═════ RECORDED DATA

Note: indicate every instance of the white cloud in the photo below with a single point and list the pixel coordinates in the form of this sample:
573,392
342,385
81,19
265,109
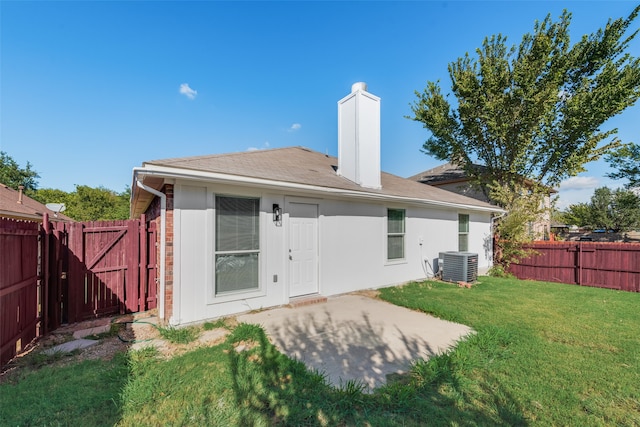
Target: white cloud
187,91
579,183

══════════

Copy out all the data above exactly, minus the images.

_ANSWER BELOW_.
Note: indicate every instance of the white cloud in the photo below with a single point and list the pixel coordinates in the form of this sample:
573,392
342,385
81,19
265,109
Target: white cloud
187,91
579,183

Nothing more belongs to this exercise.